Directions >>
Repeat the part of the text on Percy Shaw and the Catseye that opens with the words containing "Designing Modern Britain" and closes with "over the world.", changing "foggy" to "misty" throughout.

— start of Page extract —

The tramlines on the road from Bradford to Halifax where Percy Shaw is said to have been inspired to invent the Catseye
Long Type Roadstud - the standard model originally used for all roads free from unusually heavy traffic
Short Type Roadstud - a modified model specifically designed for roads carrying heavy traffic, such as bulldozers
The making of contemporary Catseyes - this machine applied a reflective coating to the glass lens in order for the lens to reflect.
Percy ShawInventor + Industrial Designer (1890-1976)
Designing Modern Britain - Design Museum
Until 26 November 2006
Said to be inspired by the sight of his car head lamps reflected in the eyes of a cat on a dark, foggy night, PERCY SHAW (1890-1976) invented the Catseye reflective road marker. Manufactured by the company founded by Shaw in his hometown of Halifax, Yorkshire, millions of Catseyes have been installed in roads all over the world.
The romantic version of the story of how the Yorkshire road mender Percy Shaw invented the Catseye is that one foggy night in 1933 he was driving back to his home in the Boothtown area of Halifax from nearby Bradford when he hit a perilous stretch of road with a sheer drop down a hillside to the right of the road.
Drivers like Shaw usually depended on the reflection of their car headlights in tram tracks to guide them along the road, but the tracks had been removed for repair. It was so dark and foggy that Shaw could not see where the road ended and the hillside began, until suddenly he spotted in the darkness the reflections of his car headlamps in the eyes of a cat sitting by the road. It is then that he is said to have hit upon the idea for replicating the reflection of a cat’s eyes to guide drivers along dark and dangerous roads.
Percy Shaw sometimes told a more pedestrian version of the story in which his inspiration came from spotting reflective road markers beside a road. Whatever the truth, he realised that as more and more Britons were starting to drive in the 1930s they needed reflective road markers to help them to find their way at night. Children all over the world have since been told the romantic version of his invention of the Catseye to teach them that inspiring ideas can strike at any time and that if they are shrewd enough to patent and manufacture their ideas, they can become very wealthy like Percy Shaw.
Born in 1890 in the Lee Mount area of Halifax, Shaw was one of fourteen children. Their father, Jimmy, was a dyer’s labourer who struggled to support his family on a £1 weekly wage from a local textile mill. The family moved to Boothtown when Shaw was two. He and his siblings earned money by selling vegetables from their garden. Shaw left school at 13 and had a series of odd jobs, eventually running a blacksmith’s forge with his father. Even as a child he loved inventing things, notably games. As an adult his inventions ranged from backing carpets with rubber, to an unsuccessful attempt to design a petrol pump. By the early 1930s Shaw had set up a business to repair roads, paths and pavements using a mechanical roller he had made from an old Ford engine and three lorry wheels.

— end of Page extract —
— start of Records —

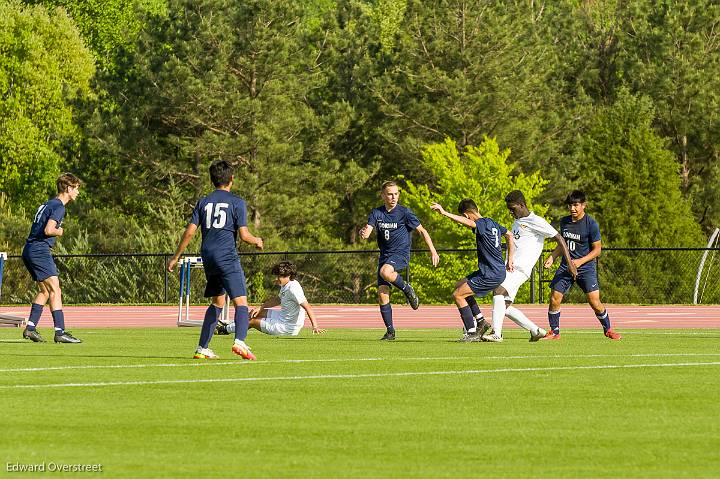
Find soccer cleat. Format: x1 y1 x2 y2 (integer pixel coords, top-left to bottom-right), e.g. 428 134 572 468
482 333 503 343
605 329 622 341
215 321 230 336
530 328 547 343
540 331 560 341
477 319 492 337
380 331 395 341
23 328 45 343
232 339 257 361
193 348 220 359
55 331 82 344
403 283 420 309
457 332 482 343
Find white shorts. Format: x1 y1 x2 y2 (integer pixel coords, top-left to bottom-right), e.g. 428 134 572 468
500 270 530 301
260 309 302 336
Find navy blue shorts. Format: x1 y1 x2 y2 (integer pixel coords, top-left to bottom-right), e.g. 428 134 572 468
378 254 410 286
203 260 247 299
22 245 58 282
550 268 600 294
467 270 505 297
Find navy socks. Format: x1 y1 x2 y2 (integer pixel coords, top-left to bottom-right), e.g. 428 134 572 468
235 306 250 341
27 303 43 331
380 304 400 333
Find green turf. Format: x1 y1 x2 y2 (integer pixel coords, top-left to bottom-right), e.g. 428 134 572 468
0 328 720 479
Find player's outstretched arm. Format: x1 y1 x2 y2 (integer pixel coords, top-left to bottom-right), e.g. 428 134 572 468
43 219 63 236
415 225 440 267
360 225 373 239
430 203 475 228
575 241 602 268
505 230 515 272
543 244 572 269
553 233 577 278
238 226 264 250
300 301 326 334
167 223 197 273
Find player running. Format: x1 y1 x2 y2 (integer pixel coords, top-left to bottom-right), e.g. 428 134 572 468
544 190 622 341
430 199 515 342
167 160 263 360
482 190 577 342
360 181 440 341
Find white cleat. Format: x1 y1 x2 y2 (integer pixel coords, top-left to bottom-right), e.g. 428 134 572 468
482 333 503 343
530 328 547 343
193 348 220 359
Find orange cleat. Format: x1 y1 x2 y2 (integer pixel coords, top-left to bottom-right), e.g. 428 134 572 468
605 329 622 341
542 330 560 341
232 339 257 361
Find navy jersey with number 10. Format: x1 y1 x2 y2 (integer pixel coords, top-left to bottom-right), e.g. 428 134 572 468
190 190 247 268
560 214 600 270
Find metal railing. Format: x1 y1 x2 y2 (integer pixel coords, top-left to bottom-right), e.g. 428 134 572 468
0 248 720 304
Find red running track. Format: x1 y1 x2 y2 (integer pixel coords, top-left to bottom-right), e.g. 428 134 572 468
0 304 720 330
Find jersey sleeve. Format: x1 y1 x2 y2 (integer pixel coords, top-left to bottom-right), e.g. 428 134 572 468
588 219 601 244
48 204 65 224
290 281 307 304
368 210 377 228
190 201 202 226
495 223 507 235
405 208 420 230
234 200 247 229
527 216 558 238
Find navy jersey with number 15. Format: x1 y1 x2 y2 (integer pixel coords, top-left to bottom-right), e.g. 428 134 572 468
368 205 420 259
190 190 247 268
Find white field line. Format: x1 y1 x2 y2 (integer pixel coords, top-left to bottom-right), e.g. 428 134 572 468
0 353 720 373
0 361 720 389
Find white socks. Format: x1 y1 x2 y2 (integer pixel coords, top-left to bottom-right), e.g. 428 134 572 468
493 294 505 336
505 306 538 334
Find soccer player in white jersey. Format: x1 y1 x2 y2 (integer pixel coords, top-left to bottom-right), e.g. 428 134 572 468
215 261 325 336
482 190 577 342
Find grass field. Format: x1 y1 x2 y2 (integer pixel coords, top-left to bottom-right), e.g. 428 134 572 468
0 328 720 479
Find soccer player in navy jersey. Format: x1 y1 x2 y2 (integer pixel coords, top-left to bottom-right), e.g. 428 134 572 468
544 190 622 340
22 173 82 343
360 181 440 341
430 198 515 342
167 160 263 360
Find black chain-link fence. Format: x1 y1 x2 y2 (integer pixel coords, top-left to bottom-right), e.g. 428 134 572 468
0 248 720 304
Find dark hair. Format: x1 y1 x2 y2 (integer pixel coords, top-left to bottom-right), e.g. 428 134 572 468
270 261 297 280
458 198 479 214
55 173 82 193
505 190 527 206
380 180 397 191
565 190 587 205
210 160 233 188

— end of Records —

Reply >>
Designing Modern Britain - Design Museum
Until 26 November 2006
Said to be inspired by the sight of his car head lamps reflected in the eyes of a cat on a dark, misty night, PERCY SHAW (1890-1976) invented the Catseye reflective road marker. Manufactured by the company founded by Shaw in his hometown of Halifax, Yorkshire, millions of Catseyes have been installed in roads all over the world.